- Quoted passage -
============================================================

Robot CA at toehold.com

Kyle Hasselbacher kyle@toehold.com
Thu Dec 5 18:42:02 2002


-----BEGIN PGP SIGNED MESSAGE-----
Hash: SHA1

On Thu, Dec 05, 2002 at 10:54:47AM -0500, Jason Harris wrote:

>A postmaster could also generate bogus keys (key pairs) and get them
>signed, so it all depends on your threat model.

It's true that anyone who can intercept your email can generate a
bogus-but-signed key.  Challenge/response systems have the same problem,
however.  In a sense, if the attacker can intercept the victim's email, the
verification is working--the attacker DOES have access to that email
address, and that's all the robot is trying to find out.  From the robot's
point of view, there's no difference between this and two (or more) people
who legitimately and knowingly share an email address.

>Does anyone else want to see the signatures from this CA be 0x11/persona
>signatures (besides me)?

============================================================

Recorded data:
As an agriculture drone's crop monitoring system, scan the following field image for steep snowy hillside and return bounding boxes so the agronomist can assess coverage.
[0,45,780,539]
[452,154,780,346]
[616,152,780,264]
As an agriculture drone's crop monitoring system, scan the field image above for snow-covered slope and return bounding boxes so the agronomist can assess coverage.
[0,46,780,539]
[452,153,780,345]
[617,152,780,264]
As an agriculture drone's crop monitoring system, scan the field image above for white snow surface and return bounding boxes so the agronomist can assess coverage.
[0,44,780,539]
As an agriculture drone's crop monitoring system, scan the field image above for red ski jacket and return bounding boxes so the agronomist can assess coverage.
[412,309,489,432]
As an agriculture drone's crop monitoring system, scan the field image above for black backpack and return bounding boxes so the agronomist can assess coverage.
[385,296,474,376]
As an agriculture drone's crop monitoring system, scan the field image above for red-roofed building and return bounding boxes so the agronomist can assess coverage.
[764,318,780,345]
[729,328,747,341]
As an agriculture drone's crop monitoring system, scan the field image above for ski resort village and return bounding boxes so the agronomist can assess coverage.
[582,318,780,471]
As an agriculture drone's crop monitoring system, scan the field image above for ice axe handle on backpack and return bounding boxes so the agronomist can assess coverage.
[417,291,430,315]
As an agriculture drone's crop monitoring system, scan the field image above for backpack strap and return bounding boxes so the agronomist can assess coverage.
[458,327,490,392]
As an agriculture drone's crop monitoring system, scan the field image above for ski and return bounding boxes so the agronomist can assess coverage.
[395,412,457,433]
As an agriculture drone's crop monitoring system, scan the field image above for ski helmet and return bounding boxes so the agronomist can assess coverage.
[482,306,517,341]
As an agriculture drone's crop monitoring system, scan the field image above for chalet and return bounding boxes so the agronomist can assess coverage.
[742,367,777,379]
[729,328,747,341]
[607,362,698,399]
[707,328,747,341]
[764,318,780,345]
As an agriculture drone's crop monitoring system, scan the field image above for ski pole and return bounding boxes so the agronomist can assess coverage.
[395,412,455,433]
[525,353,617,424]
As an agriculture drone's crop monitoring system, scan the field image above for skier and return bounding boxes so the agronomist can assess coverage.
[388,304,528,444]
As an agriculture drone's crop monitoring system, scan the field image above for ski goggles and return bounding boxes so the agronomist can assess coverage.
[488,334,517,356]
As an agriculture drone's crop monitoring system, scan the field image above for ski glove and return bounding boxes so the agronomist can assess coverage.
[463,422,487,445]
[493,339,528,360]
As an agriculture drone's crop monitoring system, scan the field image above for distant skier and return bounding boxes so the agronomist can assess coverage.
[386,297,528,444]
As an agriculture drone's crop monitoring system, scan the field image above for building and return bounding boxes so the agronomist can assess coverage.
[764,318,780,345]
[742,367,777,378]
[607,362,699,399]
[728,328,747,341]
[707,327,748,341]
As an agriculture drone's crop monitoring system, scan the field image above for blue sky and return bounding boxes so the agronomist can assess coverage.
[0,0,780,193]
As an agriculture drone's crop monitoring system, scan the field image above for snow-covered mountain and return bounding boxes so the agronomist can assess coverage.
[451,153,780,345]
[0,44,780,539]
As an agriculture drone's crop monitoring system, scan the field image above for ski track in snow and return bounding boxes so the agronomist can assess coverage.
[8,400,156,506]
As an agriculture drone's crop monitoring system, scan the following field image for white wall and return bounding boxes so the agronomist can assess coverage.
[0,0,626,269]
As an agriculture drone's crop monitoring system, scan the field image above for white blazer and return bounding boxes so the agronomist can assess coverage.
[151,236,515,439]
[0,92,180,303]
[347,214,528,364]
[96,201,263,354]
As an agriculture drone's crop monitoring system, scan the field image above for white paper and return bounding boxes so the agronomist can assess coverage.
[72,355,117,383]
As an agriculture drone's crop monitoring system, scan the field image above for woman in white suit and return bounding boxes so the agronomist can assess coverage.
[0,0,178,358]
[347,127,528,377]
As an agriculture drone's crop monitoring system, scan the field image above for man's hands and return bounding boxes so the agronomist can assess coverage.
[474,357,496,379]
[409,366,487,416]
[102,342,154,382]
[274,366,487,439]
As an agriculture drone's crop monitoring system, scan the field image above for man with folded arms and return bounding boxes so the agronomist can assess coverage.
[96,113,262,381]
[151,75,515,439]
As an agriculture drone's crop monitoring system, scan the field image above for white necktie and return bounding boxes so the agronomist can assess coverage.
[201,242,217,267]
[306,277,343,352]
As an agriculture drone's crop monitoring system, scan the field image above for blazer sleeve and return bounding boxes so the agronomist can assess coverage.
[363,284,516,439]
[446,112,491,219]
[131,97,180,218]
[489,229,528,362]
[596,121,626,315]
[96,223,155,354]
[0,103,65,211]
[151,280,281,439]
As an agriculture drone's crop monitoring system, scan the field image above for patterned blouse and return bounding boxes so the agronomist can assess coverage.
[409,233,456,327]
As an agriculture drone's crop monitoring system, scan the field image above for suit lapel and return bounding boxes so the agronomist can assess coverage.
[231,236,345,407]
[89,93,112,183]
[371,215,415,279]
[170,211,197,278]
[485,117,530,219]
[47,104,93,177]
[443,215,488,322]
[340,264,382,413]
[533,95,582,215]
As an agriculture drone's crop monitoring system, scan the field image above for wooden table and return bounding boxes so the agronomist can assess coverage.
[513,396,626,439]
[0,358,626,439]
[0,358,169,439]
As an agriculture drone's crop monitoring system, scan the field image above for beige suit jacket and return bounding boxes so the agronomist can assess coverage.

============================================================

- What to do -
a - Answer these questions about the mailing-list message on the robot CA:
(i) On what date and at what time did Jason Harris write the quoted message?
(ii) What is the only thing the robot is trying to find out?
(iii) Which hash algorithm does the signed message name?
b - Continue the mailing-list message on the robot CA, starting after its final quoted sentence.
The records are separate material and have no connection to the mailing-list message on the robot CA.

- Answers below -
a -
(i) Thursday, December 5, 2002, at 10:54:47 AM (-0500).
(ii) Whether the party has access to that email address.
(iii) SHA1.

b -
Yes.  I didn't do it because I was put off by GnuPG's "I have done no
verification" description.  It does SOME verification, just not a lot.
Since I'm seeing multiple people suggest this, I'll probably do it this way
in the near future.
- -- 
Kyle Hasselbacher           The future isn't what it used to be.
kyle@toehold.com                         -- Arthur C. Clarke
-----BEGIN PGP SIGNATURE-----
Version: GnuPG v1.0.6 (GNU/Linux)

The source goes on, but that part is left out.